Saved entries:
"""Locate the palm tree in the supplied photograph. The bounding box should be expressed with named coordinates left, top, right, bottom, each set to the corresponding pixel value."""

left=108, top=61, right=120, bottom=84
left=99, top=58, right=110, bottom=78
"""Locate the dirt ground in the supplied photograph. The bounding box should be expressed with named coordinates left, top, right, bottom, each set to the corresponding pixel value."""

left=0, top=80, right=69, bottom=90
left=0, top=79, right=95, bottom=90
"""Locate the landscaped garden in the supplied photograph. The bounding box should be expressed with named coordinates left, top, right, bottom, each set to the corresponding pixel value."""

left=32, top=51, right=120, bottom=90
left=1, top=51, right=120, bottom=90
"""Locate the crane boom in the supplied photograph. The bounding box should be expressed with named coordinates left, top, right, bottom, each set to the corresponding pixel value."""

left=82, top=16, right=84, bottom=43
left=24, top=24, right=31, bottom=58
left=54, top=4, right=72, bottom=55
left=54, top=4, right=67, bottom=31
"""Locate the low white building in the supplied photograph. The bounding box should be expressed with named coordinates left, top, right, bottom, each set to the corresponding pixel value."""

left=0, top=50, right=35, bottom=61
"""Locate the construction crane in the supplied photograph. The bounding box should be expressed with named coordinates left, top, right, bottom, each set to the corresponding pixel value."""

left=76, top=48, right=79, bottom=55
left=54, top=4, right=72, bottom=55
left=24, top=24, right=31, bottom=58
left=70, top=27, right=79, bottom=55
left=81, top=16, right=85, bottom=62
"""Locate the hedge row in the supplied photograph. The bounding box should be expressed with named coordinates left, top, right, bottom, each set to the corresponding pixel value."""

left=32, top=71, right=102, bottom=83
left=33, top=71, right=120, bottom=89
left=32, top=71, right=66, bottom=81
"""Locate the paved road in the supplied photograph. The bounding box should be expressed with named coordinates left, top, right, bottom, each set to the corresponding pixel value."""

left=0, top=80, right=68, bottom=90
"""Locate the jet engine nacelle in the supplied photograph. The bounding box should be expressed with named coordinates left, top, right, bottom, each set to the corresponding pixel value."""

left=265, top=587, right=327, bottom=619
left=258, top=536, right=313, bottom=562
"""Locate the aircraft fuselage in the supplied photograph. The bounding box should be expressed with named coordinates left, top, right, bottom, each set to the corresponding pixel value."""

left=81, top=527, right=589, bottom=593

_Task statement_: Reproduce every record above exactly.

_Task response_:
"""Locate the palm tree in the supplied photograph. The bounding box should be expressed with named coordinates left, top, right, bottom, each set to the corresponding pixel value."""

left=108, top=61, right=120, bottom=84
left=99, top=58, right=110, bottom=78
"""Locate the dirt ground in the supplied photograph. The bounding box should be expressed with named coordinates left, top, right, bottom, each set to the corresponding pixel value."""

left=0, top=80, right=69, bottom=90
left=0, top=79, right=95, bottom=90
"""Locate the landscaped garden in the supplied photograph. The bounding box should be expressed with named coordinates left, top, right, bottom, each set to the corresponding pixel value."""

left=32, top=51, right=120, bottom=90
left=1, top=51, right=120, bottom=90
"""Locate the crane boom in the supplied photograph. The bounding box should be expressed with named coordinates left, top, right, bottom, each set to the corresponding pixel value."""

left=82, top=16, right=84, bottom=43
left=24, top=24, right=31, bottom=58
left=54, top=4, right=72, bottom=55
left=54, top=4, right=67, bottom=31
"""Locate the low white building in the supplied photograph. The bounding box should be expressed with named coordinates left, top, right, bottom, each set to the corresponding pixel value."""

left=0, top=50, right=35, bottom=61
"""Locate the construction crane in the supplied photograph. The bounding box should be expressed with named coordinates left, top, right, bottom, each set to the corresponding pixel value."""

left=76, top=48, right=79, bottom=55
left=54, top=4, right=72, bottom=55
left=24, top=24, right=31, bottom=58
left=70, top=27, right=79, bottom=55
left=81, top=16, right=85, bottom=62
"""Locate the hedge row in the supplied photograph. The bounding box should be expressed with named coordinates left, top, right, bottom, each set to the corresponding pixel value."""

left=32, top=71, right=102, bottom=83
left=33, top=71, right=120, bottom=89
left=32, top=71, right=66, bottom=81
"""Locate the paved road in the supplied photograph. The bounding box should be expressed with named coordinates left, top, right, bottom, each set to the corresponding pixel value."""

left=0, top=80, right=68, bottom=90
"""Locate the jet engine nacelle in the supplied photograph. The bounding box should be expressed with named coordinates left, top, right, bottom, each set to the corresponding pixel value."""

left=265, top=587, right=327, bottom=619
left=258, top=536, right=313, bottom=562
"""Locate the aircraft fuselage in the supplied photograph. The bounding box should be expressed with named coordinates left, top, right, bottom, each set to the corresponding pixel value."""

left=81, top=527, right=589, bottom=593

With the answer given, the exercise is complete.